Referring to FIG. 4, the heater 21 includes a first silicon thermal resistance region 211 and a second silicon thermal resistance region 212. In FIG. 2, the zigzag dotted line represents the situation when no voltage is applied to the first and second silicon thermal resistance regions 211 and 212. In FIGS. 4 and 5, the zigzag solid line represents the situation when a voltage difference is applied to the first and second silicon thermal resistance regions 211 and 212 to form resistors 206 and 208, respectively. The first silicon thermal resistance region 211 is disposed on an outer ring portion 203 of the silicon ring 205. When two opposite ends of the first silicon thermal resistance region 211 receive a voltage difference, the outer ring portion 203 of the silicon ring 205 forms a conduction current flowing through the first silicon thermal resistance region 211 to generate a first heat source. The first heat source can increase the temperature of the outer ring portion 203 of the silicon ring 205. That is to say, the semiconductor material (such as silicon or other elements) in the first silicon thermal resistance region 211 can be used as a heating element (such as resistors 206) of the heater 21. The two ends of the first silicon thermal resistance region 211 are respectively a first voltage input terminal A1 and a second voltage input terminal A2. The voltage difference between the first voltage input terminal A1 and the second voltage input terminal A2 is set to control the amount of currents in the outer ring portion 203 of the silicon ring 205. Therefore, the conduction currents in the outer ring portion 203 of the silicon ring 205 can change with the magnitude of the applied voltage difference.

▶ Actions to take
1. According to the heater passage, on what part of the silicon ring is the first silicon thermal resistance region 211 disposed?
2. Continue the heater passage from where it stops.

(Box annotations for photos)
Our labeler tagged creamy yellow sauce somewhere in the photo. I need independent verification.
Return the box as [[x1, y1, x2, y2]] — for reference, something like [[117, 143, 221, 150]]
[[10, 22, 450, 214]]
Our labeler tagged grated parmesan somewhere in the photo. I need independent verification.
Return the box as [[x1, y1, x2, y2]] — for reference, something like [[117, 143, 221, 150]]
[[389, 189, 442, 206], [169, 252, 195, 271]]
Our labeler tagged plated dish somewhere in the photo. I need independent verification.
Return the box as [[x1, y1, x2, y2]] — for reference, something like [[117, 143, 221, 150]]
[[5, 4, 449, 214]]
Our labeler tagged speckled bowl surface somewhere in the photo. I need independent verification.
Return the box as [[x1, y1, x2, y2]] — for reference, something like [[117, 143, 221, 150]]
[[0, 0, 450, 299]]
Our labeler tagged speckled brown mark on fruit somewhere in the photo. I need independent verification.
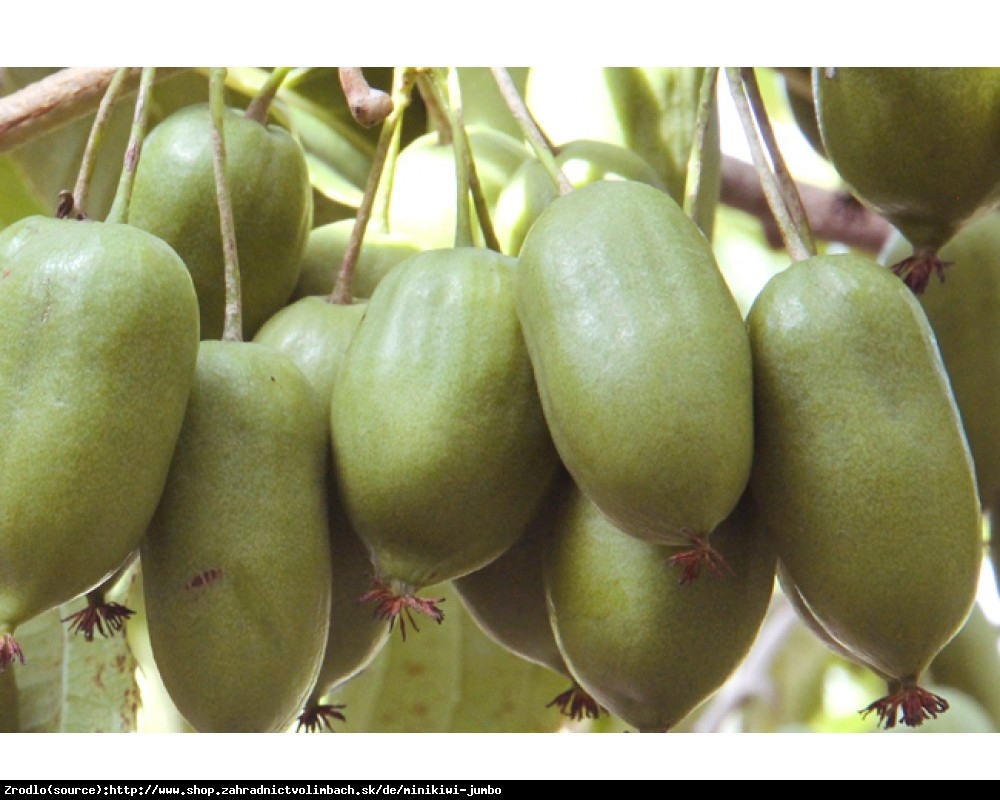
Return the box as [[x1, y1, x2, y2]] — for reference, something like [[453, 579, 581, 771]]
[[184, 567, 222, 589]]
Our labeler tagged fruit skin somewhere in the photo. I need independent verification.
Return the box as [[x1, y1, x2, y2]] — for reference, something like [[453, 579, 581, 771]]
[[748, 255, 982, 692], [451, 488, 570, 677], [140, 341, 332, 732], [254, 297, 389, 730], [292, 218, 420, 301], [813, 67, 1000, 255], [253, 296, 367, 407], [878, 212, 1000, 508], [930, 603, 1000, 729], [389, 125, 530, 250], [331, 248, 558, 593], [544, 490, 775, 731], [0, 217, 198, 652], [493, 139, 666, 256], [516, 181, 753, 544], [128, 104, 313, 339]]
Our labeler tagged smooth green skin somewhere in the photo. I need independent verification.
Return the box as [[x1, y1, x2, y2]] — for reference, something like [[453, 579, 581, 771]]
[[879, 213, 1000, 507], [813, 67, 1000, 249], [253, 297, 367, 407], [544, 490, 775, 731], [0, 217, 198, 633], [331, 248, 558, 593], [389, 125, 531, 250], [254, 297, 389, 704], [748, 255, 982, 681], [451, 472, 570, 678], [930, 603, 1000, 728], [140, 341, 332, 732], [493, 139, 666, 256], [516, 181, 753, 544], [128, 105, 313, 339], [292, 218, 420, 301], [524, 66, 722, 237]]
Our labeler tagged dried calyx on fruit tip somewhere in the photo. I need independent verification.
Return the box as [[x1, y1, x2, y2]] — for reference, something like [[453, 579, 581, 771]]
[[892, 247, 951, 295], [545, 681, 607, 720], [0, 632, 24, 672], [359, 578, 444, 642], [668, 532, 733, 584], [61, 589, 135, 642], [295, 703, 347, 733], [860, 679, 948, 730]]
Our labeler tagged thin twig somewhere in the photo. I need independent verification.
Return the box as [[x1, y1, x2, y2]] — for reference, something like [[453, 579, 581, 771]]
[[490, 67, 573, 194], [244, 67, 292, 125], [0, 67, 184, 153], [330, 68, 414, 305], [337, 67, 392, 128], [208, 67, 243, 342], [73, 67, 128, 219], [741, 67, 816, 253], [726, 67, 813, 261], [107, 67, 156, 227], [684, 67, 719, 231]]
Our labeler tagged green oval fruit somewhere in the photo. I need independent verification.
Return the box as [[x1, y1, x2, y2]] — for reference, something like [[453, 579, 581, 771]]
[[813, 67, 1000, 293], [141, 341, 332, 732], [389, 125, 530, 249], [254, 297, 389, 731], [451, 476, 601, 720], [879, 213, 1000, 508], [0, 217, 198, 669], [128, 104, 312, 339], [292, 218, 420, 300], [331, 248, 558, 619], [544, 484, 775, 731], [748, 255, 982, 726], [516, 181, 753, 568], [493, 139, 666, 256]]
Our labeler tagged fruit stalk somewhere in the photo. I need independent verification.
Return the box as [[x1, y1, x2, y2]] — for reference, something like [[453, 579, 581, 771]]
[[0, 67, 184, 153], [106, 67, 156, 227], [62, 67, 128, 219], [330, 68, 414, 305], [726, 67, 816, 261], [684, 67, 719, 233], [337, 67, 393, 128], [246, 67, 292, 125], [208, 67, 243, 342]]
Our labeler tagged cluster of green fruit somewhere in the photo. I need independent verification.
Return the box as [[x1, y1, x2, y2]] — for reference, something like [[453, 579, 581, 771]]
[[0, 68, 1000, 731]]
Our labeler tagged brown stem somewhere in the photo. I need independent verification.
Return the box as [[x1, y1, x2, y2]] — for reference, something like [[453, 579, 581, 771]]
[[244, 67, 292, 125], [720, 155, 893, 253], [106, 67, 156, 223], [338, 67, 393, 128], [208, 67, 243, 342], [726, 67, 815, 261], [490, 67, 573, 194], [0, 67, 184, 153], [72, 67, 128, 219]]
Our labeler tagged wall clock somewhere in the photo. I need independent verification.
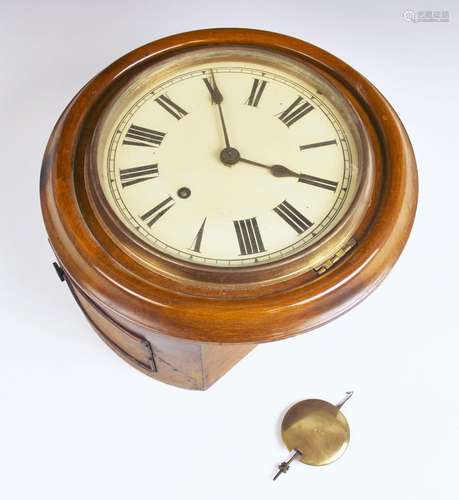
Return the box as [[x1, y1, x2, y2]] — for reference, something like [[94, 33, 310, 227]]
[[40, 29, 417, 389]]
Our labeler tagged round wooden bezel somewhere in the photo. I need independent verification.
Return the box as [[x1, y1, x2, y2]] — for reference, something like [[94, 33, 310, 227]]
[[41, 29, 417, 343]]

▶ The replies
1. On the outer ring portion 203 of the silicon ring 205.

2.
In addition, referring to FIG. 5, the second silicon thermal resistance region 212 is provided in an inner ring portion 204 of the silicon ring 205. When two opposite ends of the second silicon thermal resistance region 212 receive a voltage difference, the inner ring portion 204 of the silicon ring 205 forms a conduction current flowing through the second silicon thermal resistance region 212 to generate a second heat source. The second heat source can increase the temperature of the inner ring portion 204 of the silicon ring 205. That is to say, the semiconductor material (such as silicon or other elements) in the second silicon thermal resistance region 212 can be used as a heating element (such as resistors 208) of the heater 21. The two opposite ends of the second silicon thermal resistance region 212 are respectively a third voltage input terminal A3 and a fourth voltage input terminal A4. The voltage difference between the third voltage input terminal A3 and the fourth voltage input terminal A4 is set to control the amount of currents in the inner ring portion 204 of the silicon ring 205. Therefore, the conduction currents in the silicon ring 205 can change with the magnitude of the applied voltage difference.

Referring to FIG. 4, in some embodiments, the first voltage input terminal A1 can receive the first voltage V1 from the signal source 10, and the second voltage input terminal A2 can receive the second voltage V2 from the signal source 10. The first voltage V1 is, for example, 10V or other voltage values, and the second voltage V2 is, for example, 0V or other voltage values. In an embodiment, the first voltage V1 may be greater than the second voltage V2. In another embodiment, the first voltage V1 may be smaller than the second voltage V2.

Referring to FIG. 5, in some embodiments, the third voltage input terminal A3 can receive the third voltage V3 from the signal source 10, and the fourth voltage input terminal A4 can receive the fourth voltage V4 from the signal source 10. The third voltage V3 is, for example, 8V or other voltage values, and the fourth voltage V4 is, for example, −2V or other voltage values. In an embodiment, the third voltage V3 may be greater than the fourth voltage V4. In another embodiment, the third voltage V3 may be smaller than the fourth voltage V4.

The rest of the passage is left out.